** Opening Material provided block **
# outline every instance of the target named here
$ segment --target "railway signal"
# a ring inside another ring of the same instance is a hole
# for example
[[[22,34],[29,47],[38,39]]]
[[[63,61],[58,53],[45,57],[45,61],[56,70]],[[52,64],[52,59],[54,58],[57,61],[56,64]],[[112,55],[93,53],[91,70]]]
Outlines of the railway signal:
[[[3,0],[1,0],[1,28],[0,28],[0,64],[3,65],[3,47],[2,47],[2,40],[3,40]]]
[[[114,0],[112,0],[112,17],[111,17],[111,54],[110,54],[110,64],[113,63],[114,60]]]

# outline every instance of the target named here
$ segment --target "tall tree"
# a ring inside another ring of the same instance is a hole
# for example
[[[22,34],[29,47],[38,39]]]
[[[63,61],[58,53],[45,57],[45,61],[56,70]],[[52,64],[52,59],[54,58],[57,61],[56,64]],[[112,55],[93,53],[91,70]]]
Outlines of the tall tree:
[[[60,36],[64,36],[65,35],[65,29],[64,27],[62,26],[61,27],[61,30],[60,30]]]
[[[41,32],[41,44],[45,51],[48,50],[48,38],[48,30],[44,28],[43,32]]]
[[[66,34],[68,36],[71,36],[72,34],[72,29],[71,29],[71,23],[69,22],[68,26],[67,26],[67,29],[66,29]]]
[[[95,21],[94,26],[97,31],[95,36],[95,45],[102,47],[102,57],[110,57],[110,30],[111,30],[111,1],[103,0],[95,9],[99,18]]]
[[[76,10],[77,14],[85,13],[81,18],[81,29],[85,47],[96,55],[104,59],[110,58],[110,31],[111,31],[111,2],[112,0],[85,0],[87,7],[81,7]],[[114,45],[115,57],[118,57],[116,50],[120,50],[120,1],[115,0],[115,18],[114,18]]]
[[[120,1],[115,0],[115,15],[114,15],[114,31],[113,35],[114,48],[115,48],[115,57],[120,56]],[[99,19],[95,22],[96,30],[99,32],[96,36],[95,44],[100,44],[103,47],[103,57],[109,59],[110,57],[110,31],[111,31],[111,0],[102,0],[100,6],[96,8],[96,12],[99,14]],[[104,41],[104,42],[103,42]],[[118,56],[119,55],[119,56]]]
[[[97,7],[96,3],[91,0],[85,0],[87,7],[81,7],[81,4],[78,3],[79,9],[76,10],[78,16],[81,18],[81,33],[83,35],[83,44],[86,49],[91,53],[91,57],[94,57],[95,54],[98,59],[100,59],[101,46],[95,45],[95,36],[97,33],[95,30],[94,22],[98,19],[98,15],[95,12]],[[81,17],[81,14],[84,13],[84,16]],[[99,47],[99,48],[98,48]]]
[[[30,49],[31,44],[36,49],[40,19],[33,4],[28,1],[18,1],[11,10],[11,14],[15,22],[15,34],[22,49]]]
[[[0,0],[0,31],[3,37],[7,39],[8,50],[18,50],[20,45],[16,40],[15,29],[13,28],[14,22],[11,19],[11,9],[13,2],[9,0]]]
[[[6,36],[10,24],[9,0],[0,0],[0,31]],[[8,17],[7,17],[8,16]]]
** Closing Material provided block **
** Opening Material provided block **
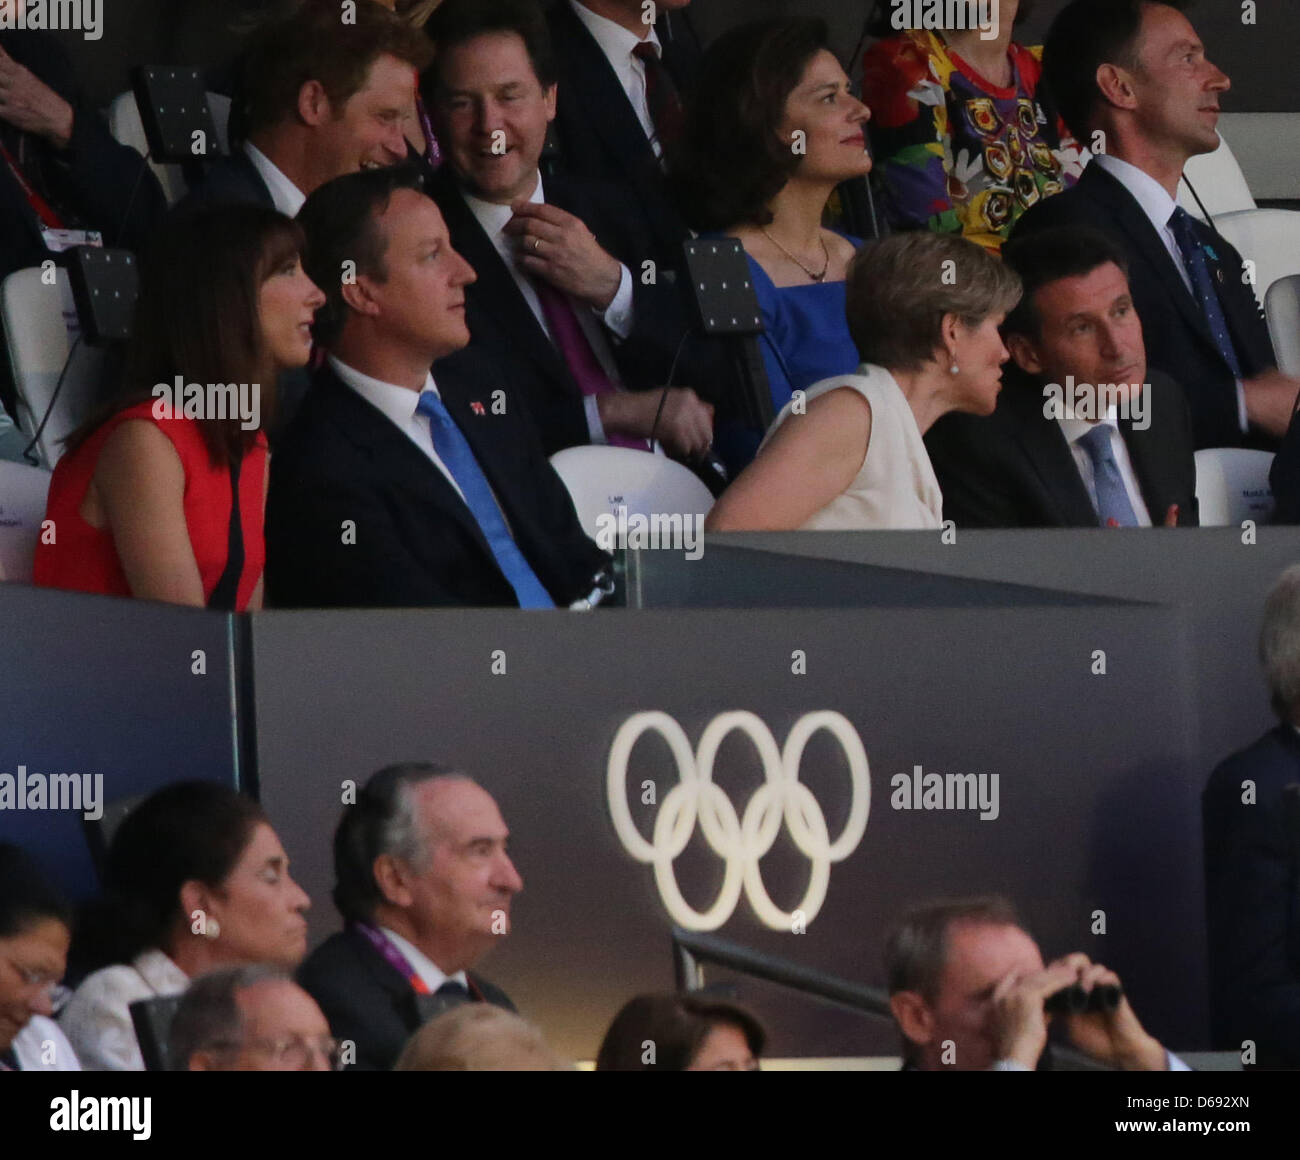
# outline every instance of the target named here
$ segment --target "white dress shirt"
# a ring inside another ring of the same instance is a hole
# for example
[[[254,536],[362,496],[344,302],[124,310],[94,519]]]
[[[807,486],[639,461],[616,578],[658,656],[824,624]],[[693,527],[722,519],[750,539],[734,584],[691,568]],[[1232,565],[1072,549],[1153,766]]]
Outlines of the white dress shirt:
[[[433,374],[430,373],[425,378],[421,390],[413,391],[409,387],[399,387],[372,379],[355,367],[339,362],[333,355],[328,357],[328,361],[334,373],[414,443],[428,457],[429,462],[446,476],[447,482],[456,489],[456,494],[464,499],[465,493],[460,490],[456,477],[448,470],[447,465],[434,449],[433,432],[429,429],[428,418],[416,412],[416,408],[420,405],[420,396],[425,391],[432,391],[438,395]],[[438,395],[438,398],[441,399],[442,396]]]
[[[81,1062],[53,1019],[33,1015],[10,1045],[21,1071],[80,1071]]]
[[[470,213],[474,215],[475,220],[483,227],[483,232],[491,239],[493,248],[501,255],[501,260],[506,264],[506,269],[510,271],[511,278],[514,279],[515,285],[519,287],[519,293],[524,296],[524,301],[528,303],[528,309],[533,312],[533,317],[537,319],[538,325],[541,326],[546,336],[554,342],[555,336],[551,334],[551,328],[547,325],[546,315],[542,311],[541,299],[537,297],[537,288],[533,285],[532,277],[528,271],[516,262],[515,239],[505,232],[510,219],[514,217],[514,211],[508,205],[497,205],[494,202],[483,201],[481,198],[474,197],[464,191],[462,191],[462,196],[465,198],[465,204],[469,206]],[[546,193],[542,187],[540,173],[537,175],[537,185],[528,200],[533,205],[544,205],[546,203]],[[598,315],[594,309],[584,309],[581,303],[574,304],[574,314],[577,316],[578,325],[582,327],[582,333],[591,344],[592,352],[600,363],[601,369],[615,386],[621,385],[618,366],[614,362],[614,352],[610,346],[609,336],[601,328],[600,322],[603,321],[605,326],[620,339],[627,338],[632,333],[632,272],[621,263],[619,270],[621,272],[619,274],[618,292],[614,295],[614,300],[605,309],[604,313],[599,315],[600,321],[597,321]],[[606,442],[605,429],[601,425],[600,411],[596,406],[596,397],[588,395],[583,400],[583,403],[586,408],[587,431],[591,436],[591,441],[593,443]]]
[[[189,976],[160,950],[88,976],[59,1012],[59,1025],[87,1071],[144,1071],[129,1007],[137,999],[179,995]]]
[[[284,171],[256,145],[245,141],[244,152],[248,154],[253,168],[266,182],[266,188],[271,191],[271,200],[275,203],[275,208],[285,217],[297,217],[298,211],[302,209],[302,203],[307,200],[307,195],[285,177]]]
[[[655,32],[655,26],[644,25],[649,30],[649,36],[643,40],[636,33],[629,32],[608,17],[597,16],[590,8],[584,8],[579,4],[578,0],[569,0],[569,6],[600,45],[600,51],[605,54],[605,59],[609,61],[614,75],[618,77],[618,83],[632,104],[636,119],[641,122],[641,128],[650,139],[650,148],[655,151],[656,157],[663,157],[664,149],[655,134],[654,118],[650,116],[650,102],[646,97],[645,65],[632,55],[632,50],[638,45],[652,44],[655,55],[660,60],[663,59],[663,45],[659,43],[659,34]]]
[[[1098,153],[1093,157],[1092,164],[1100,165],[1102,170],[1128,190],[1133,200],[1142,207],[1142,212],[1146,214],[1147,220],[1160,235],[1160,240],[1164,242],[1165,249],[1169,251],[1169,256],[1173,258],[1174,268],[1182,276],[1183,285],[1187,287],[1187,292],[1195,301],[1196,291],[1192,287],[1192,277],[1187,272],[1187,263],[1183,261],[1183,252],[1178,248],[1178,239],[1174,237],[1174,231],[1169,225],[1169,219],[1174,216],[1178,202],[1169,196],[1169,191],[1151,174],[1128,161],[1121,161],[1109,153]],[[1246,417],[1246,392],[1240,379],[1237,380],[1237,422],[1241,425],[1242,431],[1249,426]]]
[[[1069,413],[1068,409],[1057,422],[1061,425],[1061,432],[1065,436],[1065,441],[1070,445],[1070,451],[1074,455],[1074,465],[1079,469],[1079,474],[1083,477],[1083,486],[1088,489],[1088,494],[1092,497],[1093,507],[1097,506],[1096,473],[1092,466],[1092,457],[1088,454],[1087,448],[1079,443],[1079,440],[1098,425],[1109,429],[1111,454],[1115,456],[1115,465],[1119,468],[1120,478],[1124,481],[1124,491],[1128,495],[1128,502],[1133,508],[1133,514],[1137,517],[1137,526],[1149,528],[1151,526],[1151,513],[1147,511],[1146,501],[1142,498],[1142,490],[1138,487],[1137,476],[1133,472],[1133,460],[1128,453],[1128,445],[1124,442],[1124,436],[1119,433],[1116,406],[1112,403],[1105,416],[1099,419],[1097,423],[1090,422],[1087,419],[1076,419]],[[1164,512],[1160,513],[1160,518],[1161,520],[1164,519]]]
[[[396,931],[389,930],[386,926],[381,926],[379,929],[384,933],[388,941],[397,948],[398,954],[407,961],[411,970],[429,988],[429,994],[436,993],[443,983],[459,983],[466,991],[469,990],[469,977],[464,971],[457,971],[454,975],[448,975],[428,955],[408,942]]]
** Closing Material provided block **
> Problem to work on
Your answer should be only the number of lines in the entries above that hold the string "segment".

> Written response
3